## READING PASSAGE
Tuesday, February 5, 2013

Thoughts From an Imperfect Mother

While I've dedicated this blog to chronicling my weight loss efforts (or lack thereof?), there's something on my mind that I feel is worthy of a momentary subject change.  And since I know that most of those who follow this blog are moms, it seems relevant and hopefully even useful.


Something’s bothering the mother in me.  I’m a little concerned about my fellow mommies.  In my Pinterest browsing earlier today, I ran across a few blog titles that did not sit well with me.  A few examples:

5 Things You Should Never Say to Your Kids
10 Ways to Be a Better Mom Every Day
Most Common Mom Mistakes
99 Reasons You Suck as a Parent

I may have made that last one up for the purpose of exaggerating my point.

The questions that pop into my brain as I see more and more of these types of “informative” and “helpful” articles are, “Who ARE these people?” and “Why do we so willingly believe that they know more than we do about the best way to raise our own children?”  I find many of these parenting advice posts to be condescending to me as a mother and insulting to me as a semi-intelligent human.


Bad parenting?  Not for me to say.

We all have our own ideas about how children should be raised.  I certainly don't fault anyone for putting those ideas in writing and sharing them with others, especially since that's pretty much what I'm doing by writing this post.  My bigger concern is that we seem to be almost desperately seeking out these types of posts and … gasp … pinning them.  Sharing them.  Relying on them.  Allowing them to feed on our psyches like little joy-sucking leaches.   It's as if we're losing all faith in our own abilities to love and nurture our children.

## WORK INSTRUCTIONS
• 1. From the blog post on parenting advice, extract the passage that opens with the words containing "Tuesday, February 5, 2013" and closes with "hopefully even useful.".
• 2. Continue the blog post on parenting advice from the point where it stops.

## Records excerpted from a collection
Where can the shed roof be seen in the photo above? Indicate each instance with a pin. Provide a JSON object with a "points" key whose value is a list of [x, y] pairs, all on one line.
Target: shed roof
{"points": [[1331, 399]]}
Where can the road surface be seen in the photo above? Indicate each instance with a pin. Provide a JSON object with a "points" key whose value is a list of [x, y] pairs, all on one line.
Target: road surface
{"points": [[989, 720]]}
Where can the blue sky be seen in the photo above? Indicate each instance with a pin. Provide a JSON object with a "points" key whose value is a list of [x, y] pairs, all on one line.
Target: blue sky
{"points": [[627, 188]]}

## RESULTS BY TASK
• 1.
Tuesday, February 5, 2013

Thoughts From an Imperfect Mother

While I've dedicated this blog to chronicling my weight loss efforts (or lack thereof?), there's something on my mind that I feel is worthy of a momentary subject change.  And since I know that most of those who follow this blog are moms, it seems relevant and hopefully even useful.

• 2.
I want moms to stop doubting themselves.  I want them to trust that inner voice – the one that only we moms hear - that speaks to them from moment to moment, from morning ‘til night, day in and day out.  I want them to believe that the immense love they feel for their children will guide them in the decisions that really matter, because nobody on this Earth knows the hearts and minds of their little ones the way they do.  I want them to quit stressing over saying the wrong things and just be grateful that their voices, even when they say the wrong things (and they will sometimes) are the ones their children want to hear first thing every morning and last thing at night.  I want them to stop focusing on the ways they fall short as mothers (and they will sometimes) and start focusing on the small joys they bring to their childrens’ lives each day just by clocking in.

Want to know how to be a better mom?  Get on your knees and ask the Lord.  Follow His example.  Listen to His promptings. Then ask your KIDS what they need from you.  That blogger chick who lives four states away, who has never met you or your children, doesn’t know the first thing about what YOU can do to be a better mom to them. Their little souls were entrusted to YOU for a reason.  They are yours to know and to love and to cherish and yes, even to screw up a little. I guarantee you that if you say one of those dreaded “5 things” from that list up there, your kids will be OK.  They’ll recover.  They’ll still love you.  They won’t grow up to be ax murderers or guests on Jerry Springer.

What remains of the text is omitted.